──────── Extracted text

[Date Prev][Date Next][Thread Prev][Thread Next][Date Index][Thread Index]

Re: [Bacula-devel] small mysql patch


Hello,

Thanks for the patch.  I see no problem applying it as it is a comment, which 
is a suggestion.  However, as Eric has said, it may not be such a good idea 
for users to turn these indexes on since, as he points out, they will 
probably leave them.

I like Eric's suggestion that dbcheck automatically (possibly with an option, 
or by requesting permission) create and then delete the indexes that are 
needed for speed.  

Or perhaps we can speed up dbcheck itself.  The current SQL was written by me 
and is *far* from optimal.  Marc Cousin has rewritten the dbcheck sql in a 
script file in <bacula-source>/examples/database/dbcheck.sql, which he says 
runs *much* faster.  In the short run, I would recommend trying out this 
script.  In the long run, when some developer steps forward, or we finish our 
3.0.0 work, I would like to integrate his ideas into dbcheck.

Please see more notes below ... 


On Sunday 31 August 2008 23:17:05 Yuri Timofeev wrote:
> 2008/8/31 Eric Bollengier <eric@xxxxxxxxxxxxxxxx>:
> > Le Sunday 31 August 2008 21:32:16 Yuri Timofeev, vous avez écrit :
> >> Hi
> >>
> >> 2008/8/31 Eric Bollengier <eric@xxxxxxxxxxxxxxxx>:
> >> > Adding indexes will probably speed up dbcheck, but it will slow down
> >> > the attribute insertion process and grow up the database.
> >>
> >> I wrote earlier (see reference to the discussion), that dbcheck can't
> >> complete the job for 3 days!
> >> Once the necessary indexes were created, all work was completed
> >> dbcheck for 3-5 minutes!

────────────────
──────── Source data

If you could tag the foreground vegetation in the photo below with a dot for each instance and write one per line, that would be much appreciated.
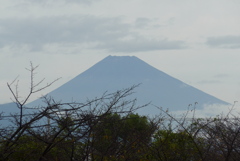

────────────────

* What you will do:
1. In the Bacula dbcheck message, where is the script file containing Marc Cousin's rewrite of the dbcheck SQL?
2. Proceed with the Bacula dbcheck message from the point where it stops.

* Response list:
1. It is in <bacula-source>/examples/database/dbcheck.sql.

2.
> >> Therefore, I say NOT to increase the speed of dbcheck (though this
> >> too), I say about NOT normal work dbcheck.
> >
> > it's why i suggest you to add them to dbcheck.c, if we add this to the
> > default creation script, we can be sure that users will let them in place
> > forever. And after, they will complain about performance problem.
>
> If the problem only in dbcheck (and no problem with Verifies Jobs)
> then have to change dbcheck.
> Maybe I can do it later, I - beginner C programmer ;)
>
> So I asked here (bacula-devel):
> "What IDE, editors, plugins, utilities, etc. You use in developing the
> bacula? In other words, are interested in your working environment. "
> ;)

Yes, and I answered for myself (a dinosaur)  you only need a text editor and 
make -- occasionally gdb.

>
> >> > So, we can say that speed of attribute insertion is much more
> >> > important than dbcheck performance.
> >>
> >> MySQL performs INSERT operations with a very high speed, thus slowing
> >> the work should not be noticeable, IMHO.
> >
> > Performance are much higher with few indexes, i'm not sure that mysql
> > will insert million of rows at the same speed if you add 5 indexes.
>
> Million files in a single Jobs? Maybe this is indeed a rare case.

No, it is, unfortunately, not at all rare.  There are even some users with 10 
Million files in a single backup.  This causes a number of problems for 
restore.  We have some ideas on how to fix it but not the time ... yet ....

>
> >> > The dbcheck operation have to be run once per month, maybe twice per
> >> > year.
> >>
> >> I do understand (see comments in src/cats/make_mysql_tables.in:46,
> >> revision 7535) that there are problems with Verifies Jobs.
> >
> > You can use them if your verify jobs are too slow. Many users don't use
> > this feature. In bacula, you are free to modify indexes as you want.
>
> I agree with you, but all these questions, imho, political:
> whether bacula function normally "out of the box" (decision for a
> large number of users / system administrators), or bacula will work
> for hackers (who will explore SQL queries, create / delete indexes,
> etc.).
> For example, I often do not have time to do so.

The problem is balancing making it "work out of the box" and ensuring that it
works.  There are users out there with 100GB databases, and simply enabling 
new indexes that should be rarely used could be disastrous.  dbcheck is not a 
priority item, so we have not spent much time on this problem.  However, see 
Marc Cousin's script.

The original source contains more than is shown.